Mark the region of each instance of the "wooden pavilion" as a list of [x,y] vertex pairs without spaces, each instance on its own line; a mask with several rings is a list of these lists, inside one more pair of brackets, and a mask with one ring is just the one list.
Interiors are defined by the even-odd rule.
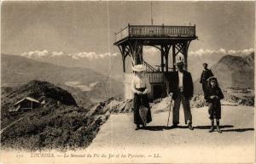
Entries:
[[[196,38],[195,25],[194,26],[170,26],[128,24],[128,26],[115,33],[113,44],[119,47],[122,54],[125,99],[132,98],[130,88],[133,74],[125,71],[127,56],[131,58],[132,65],[143,64],[146,66],[146,76],[148,76],[152,88],[152,92],[148,95],[150,99],[162,98],[166,96],[166,89],[172,89],[166,88],[166,86],[172,88],[172,76],[176,72],[174,64],[177,55],[178,54],[183,55],[185,70],[187,70],[188,49],[191,41]],[[152,46],[159,49],[160,69],[156,69],[143,59],[143,46]],[[172,55],[172,67],[169,67],[169,54]]]

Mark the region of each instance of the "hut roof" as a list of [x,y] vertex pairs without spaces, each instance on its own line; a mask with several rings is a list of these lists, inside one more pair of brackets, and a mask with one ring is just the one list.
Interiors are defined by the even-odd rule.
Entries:
[[24,99],[20,99],[20,101],[16,102],[16,103],[15,104],[15,105],[20,104],[20,102],[24,101],[25,99],[27,99],[27,100],[29,100],[29,101],[32,101],[32,102],[40,104],[40,102],[38,101],[37,99],[32,99],[32,98],[31,98],[31,97],[26,97],[26,98],[24,98]]

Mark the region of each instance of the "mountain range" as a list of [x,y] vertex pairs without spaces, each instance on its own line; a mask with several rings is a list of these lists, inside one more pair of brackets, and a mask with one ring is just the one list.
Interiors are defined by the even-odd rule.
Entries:
[[[210,68],[222,88],[254,88],[254,53],[247,56],[225,55]],[[201,90],[197,79],[195,92]]]
[[[17,55],[1,55],[2,86],[31,80],[49,82],[73,93],[76,101],[101,101],[123,95],[123,83],[89,68],[65,67]],[[108,80],[107,80],[108,78]]]

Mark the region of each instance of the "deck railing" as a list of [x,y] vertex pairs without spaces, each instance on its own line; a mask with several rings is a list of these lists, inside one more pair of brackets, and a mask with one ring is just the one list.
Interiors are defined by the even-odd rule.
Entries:
[[157,71],[157,70],[155,68],[154,68],[151,65],[149,65],[146,61],[143,61],[143,65],[146,67],[146,72],[154,72],[154,71]]
[[115,33],[116,42],[128,37],[195,37],[195,25],[128,25]]

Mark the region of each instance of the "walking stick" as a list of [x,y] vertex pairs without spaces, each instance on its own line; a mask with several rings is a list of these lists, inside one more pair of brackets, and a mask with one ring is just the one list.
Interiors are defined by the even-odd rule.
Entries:
[[165,82],[165,83],[166,83],[165,87],[166,87],[166,93],[167,93],[168,97],[171,98],[171,104],[170,104],[169,115],[168,115],[168,121],[167,121],[167,127],[168,127],[168,125],[169,125],[169,119],[170,119],[170,114],[171,114],[171,108],[172,108],[172,93],[171,95],[168,94],[168,88],[167,88],[167,84],[166,84],[166,82]]
[[169,115],[168,115],[168,121],[167,121],[167,127],[168,127],[168,124],[169,124],[169,119],[170,119],[170,114],[171,114],[171,108],[172,108],[172,97],[169,95],[169,97],[171,98],[171,104],[170,104],[170,108],[169,108]]

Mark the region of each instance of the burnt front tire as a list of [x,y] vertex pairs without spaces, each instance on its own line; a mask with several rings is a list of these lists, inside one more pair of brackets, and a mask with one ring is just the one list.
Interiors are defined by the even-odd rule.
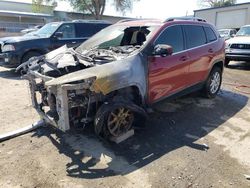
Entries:
[[134,119],[134,112],[124,103],[105,103],[96,113],[95,133],[106,139],[118,137],[131,129]]
[[222,70],[214,67],[203,88],[203,94],[206,98],[214,98],[220,90],[222,81]]
[[109,139],[125,134],[132,127],[143,128],[146,119],[147,114],[142,107],[122,97],[116,97],[97,110],[94,129],[98,136]]
[[230,63],[230,60],[226,58],[225,59],[225,67],[228,67],[229,63]]

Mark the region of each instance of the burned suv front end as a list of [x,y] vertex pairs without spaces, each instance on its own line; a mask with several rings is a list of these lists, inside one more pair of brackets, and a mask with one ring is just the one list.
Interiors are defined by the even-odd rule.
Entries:
[[67,131],[94,121],[98,134],[107,126],[108,135],[119,136],[131,128],[132,113],[145,115],[147,64],[141,49],[151,30],[125,25],[112,33],[112,27],[105,29],[111,30],[106,39],[104,30],[76,50],[63,46],[17,68],[48,124]]

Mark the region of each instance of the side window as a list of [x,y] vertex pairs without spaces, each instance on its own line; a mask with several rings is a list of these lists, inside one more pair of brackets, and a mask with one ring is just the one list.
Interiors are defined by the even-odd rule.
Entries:
[[165,29],[156,39],[155,45],[157,44],[167,44],[172,46],[174,53],[184,50],[184,41],[181,26],[170,26]]
[[217,40],[214,31],[210,27],[204,27],[204,30],[206,32],[208,42],[213,42]]
[[185,25],[187,48],[194,48],[207,43],[206,35],[202,26]]
[[63,37],[61,39],[75,38],[75,26],[74,24],[63,24],[57,32],[62,32]]

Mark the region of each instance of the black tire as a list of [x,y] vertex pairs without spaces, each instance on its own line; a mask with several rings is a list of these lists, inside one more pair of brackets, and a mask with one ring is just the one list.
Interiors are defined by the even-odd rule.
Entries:
[[[139,106],[127,102],[127,101],[120,101],[120,102],[110,102],[110,103],[104,103],[98,110],[95,115],[95,120],[94,120],[94,129],[95,133],[98,136],[104,137],[105,139],[108,139],[110,137],[115,137],[115,136],[120,136],[120,135],[114,135],[111,133],[110,129],[108,128],[108,118],[111,114],[111,112],[114,112],[115,110],[119,108],[125,108],[130,110],[133,119],[130,122],[131,124],[126,127],[122,133],[125,133],[126,131],[130,130],[135,124],[136,120],[139,118],[144,118],[146,119],[146,112],[140,108]],[[125,132],[124,132],[125,131]]]
[[[219,78],[219,80],[217,79]],[[203,88],[203,94],[206,98],[214,98],[220,90],[222,81],[222,70],[219,67],[214,67],[209,74],[209,77]]]
[[230,63],[230,60],[226,58],[225,59],[225,67],[228,67],[229,63]]
[[26,54],[24,54],[21,63],[24,63],[26,61],[28,61],[30,58],[32,57],[38,57],[41,56],[42,54],[36,51],[31,51],[31,52],[27,52]]

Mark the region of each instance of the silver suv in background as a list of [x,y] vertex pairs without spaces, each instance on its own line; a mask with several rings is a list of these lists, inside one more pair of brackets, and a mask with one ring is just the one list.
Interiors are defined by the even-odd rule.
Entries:
[[220,29],[218,30],[218,32],[220,36],[224,38],[225,40],[233,38],[237,33],[236,29]]
[[231,60],[250,61],[250,25],[242,26],[234,38],[226,41],[225,66]]

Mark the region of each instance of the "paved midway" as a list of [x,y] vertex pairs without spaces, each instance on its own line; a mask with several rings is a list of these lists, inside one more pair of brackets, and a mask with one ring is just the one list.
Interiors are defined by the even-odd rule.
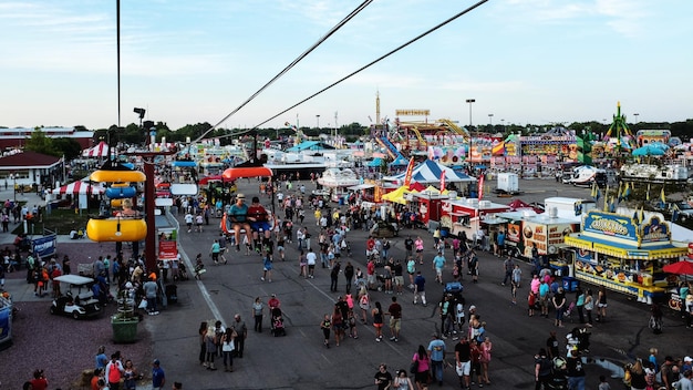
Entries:
[[[255,179],[250,183],[240,182],[242,183],[239,184],[239,191],[245,193],[247,198],[257,193],[258,183]],[[314,188],[310,182],[304,184],[308,193]],[[520,189],[525,194],[519,197],[528,203],[541,202],[546,197],[557,195],[589,197],[589,188],[576,188],[546,179],[520,181]],[[11,197],[12,192],[9,194],[0,192],[0,196]],[[503,204],[511,201],[497,198],[490,194],[486,198]],[[262,198],[262,203],[267,205],[268,198]],[[304,225],[314,237],[312,242],[316,248],[318,232],[312,212],[307,212],[306,216]],[[182,216],[178,216],[178,220],[183,223]],[[343,276],[340,275],[339,279],[340,292],[330,292],[329,270],[320,266],[316,269],[314,279],[299,277],[296,244],[287,245],[285,263],[275,259],[272,283],[260,280],[262,264],[260,256],[256,254],[246,256],[245,252],[236,253],[231,248],[227,255],[228,265],[215,267],[208,253],[213,239],[219,234],[218,222],[218,218],[211,218],[210,225],[205,226],[203,233],[182,232],[180,247],[184,257],[194,259],[198,253],[203,254],[207,273],[204,274],[203,280],[196,281],[190,278],[188,281],[179,283],[178,302],[144,322],[153,335],[153,353],[155,358],[161,359],[162,367],[166,370],[167,382],[179,380],[186,388],[197,389],[375,389],[373,374],[377,365],[385,362],[391,372],[400,368],[408,369],[408,362],[417,346],[427,346],[431,333],[439,324],[435,304],[442,296],[442,287],[433,283],[434,271],[431,266],[434,256],[433,239],[425,230],[404,229],[400,237],[392,240],[394,245],[391,253],[395,258],[403,258],[403,242],[406,235],[411,234],[414,238],[421,235],[426,243],[425,264],[417,267],[427,280],[426,295],[430,305],[426,308],[421,305],[413,306],[410,291],[399,296],[403,306],[400,341],[387,341],[390,330],[384,329],[385,340],[375,342],[373,327],[359,324],[359,339],[346,338],[340,347],[332,343],[332,348],[325,349],[319,322],[324,314],[331,312],[338,296],[343,294]],[[346,260],[351,260],[354,267],[365,269],[363,254],[366,237],[366,233],[362,230],[348,234],[353,257],[343,256],[342,266]],[[513,305],[509,288],[500,286],[504,274],[503,261],[489,254],[480,254],[479,257],[479,283],[477,285],[467,283],[469,277],[465,270],[464,296],[467,307],[476,305],[482,320],[487,322],[486,330],[494,345],[489,376],[493,388],[532,388],[534,353],[545,346],[550,330],[557,330],[562,341],[565,335],[577,324],[568,320],[566,328],[555,328],[552,319],[528,318],[526,312],[528,283],[518,291],[518,304]],[[452,263],[449,253],[447,259],[449,265]],[[528,281],[529,266],[521,264],[521,268],[523,278]],[[444,278],[452,279],[449,267],[445,269]],[[267,302],[271,294],[277,294],[281,300],[287,337],[270,336],[267,316],[266,330],[262,333],[252,331],[251,302],[258,296]],[[380,301],[385,309],[391,297],[384,292],[372,292],[372,301]],[[572,295],[568,297],[575,298]],[[685,329],[669,309],[665,309],[664,332],[659,336],[648,329],[649,307],[611,292],[608,310],[609,322],[596,325],[592,329],[590,357],[597,358],[600,365],[587,366],[588,389],[597,387],[599,374],[610,376],[609,371],[600,366],[608,366],[609,362],[622,366],[628,356],[647,358],[650,347],[659,348],[660,359],[665,355],[683,357],[693,352],[684,350],[685,342],[680,342],[690,339],[691,330]],[[249,326],[244,358],[235,359],[235,372],[224,372],[223,369],[205,370],[198,363],[199,322],[218,318],[225,324],[230,324],[236,312],[239,312]],[[573,318],[572,321],[577,319]],[[452,339],[446,340],[448,351],[454,350],[455,342]],[[453,353],[448,355],[449,359],[454,359]],[[446,369],[444,377],[443,388],[458,388],[454,370]],[[612,388],[618,388],[619,381],[620,379],[610,379]],[[433,387],[437,388],[435,384]]]

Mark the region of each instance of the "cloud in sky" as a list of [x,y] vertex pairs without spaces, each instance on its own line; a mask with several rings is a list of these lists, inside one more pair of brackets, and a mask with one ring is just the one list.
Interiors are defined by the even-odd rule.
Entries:
[[[359,3],[122,1],[122,104],[174,127],[215,123]],[[374,1],[227,125],[259,123],[473,3]],[[479,116],[508,123],[610,117],[618,100],[641,121],[685,120],[691,11],[686,0],[488,1],[287,116],[364,122],[380,91],[391,117],[418,106],[466,122],[475,98]],[[115,31],[111,2],[0,2],[0,125],[115,123]]]

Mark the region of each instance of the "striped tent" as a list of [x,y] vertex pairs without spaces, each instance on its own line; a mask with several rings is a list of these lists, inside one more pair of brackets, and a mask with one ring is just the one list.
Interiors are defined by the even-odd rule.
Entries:
[[[111,154],[114,154],[115,150],[111,150]],[[82,157],[97,158],[108,156],[108,145],[105,142],[100,142],[96,146],[82,151]]]
[[54,195],[101,195],[104,188],[86,182],[74,182],[53,189]]
[[[441,183],[443,172],[445,172],[445,181],[447,183],[476,182],[476,178],[467,176],[464,173],[449,168],[443,164],[438,164],[432,160],[426,160],[414,167],[414,171],[412,172],[412,182],[418,182],[422,184]],[[383,177],[383,181],[404,183],[405,175],[406,173],[386,176]]]

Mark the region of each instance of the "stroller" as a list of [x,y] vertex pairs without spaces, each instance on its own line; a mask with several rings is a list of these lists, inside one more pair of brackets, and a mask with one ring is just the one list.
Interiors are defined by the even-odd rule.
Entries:
[[287,329],[283,326],[283,317],[281,309],[276,307],[272,309],[271,332],[275,337],[287,336]]
[[551,362],[551,379],[549,380],[550,390],[568,389],[567,361],[561,357],[554,358]]
[[178,274],[174,275],[174,281],[177,280],[187,280],[188,279],[188,270],[185,267],[183,261],[178,263]]

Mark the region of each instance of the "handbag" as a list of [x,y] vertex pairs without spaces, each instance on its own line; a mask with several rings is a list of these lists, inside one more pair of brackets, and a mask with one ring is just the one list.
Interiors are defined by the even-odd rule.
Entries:
[[412,360],[412,363],[410,365],[410,372],[411,373],[418,372],[418,358]]

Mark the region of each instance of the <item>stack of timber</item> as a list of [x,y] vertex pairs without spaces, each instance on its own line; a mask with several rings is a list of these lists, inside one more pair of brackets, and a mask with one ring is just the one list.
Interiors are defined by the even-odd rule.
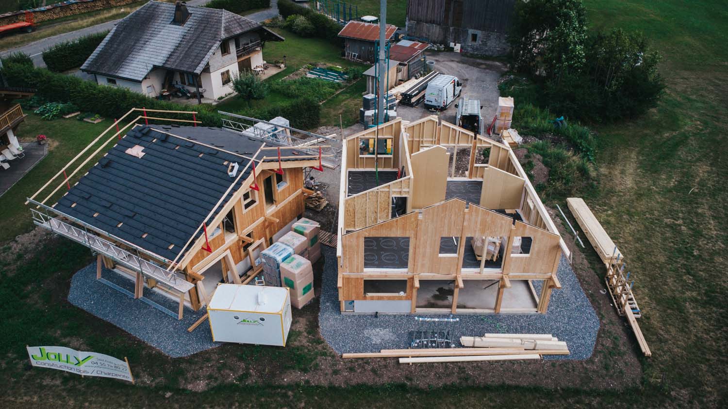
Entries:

####################

Locate the line containing "Mark the region of each instance of the <item>stack" in the records above, then output it and every line after it through the last, excluding pictures.

Mark the region of each instance of the <item>stack of timber</item> as a list of [x,y] vertex pairs without spaces, each instance on its own line; a mask with several rings is a list of these lists, inside one more pair of brackets, and a mask with one ring is just the one list.
Interiors are defined by the even-odd rule.
Entries:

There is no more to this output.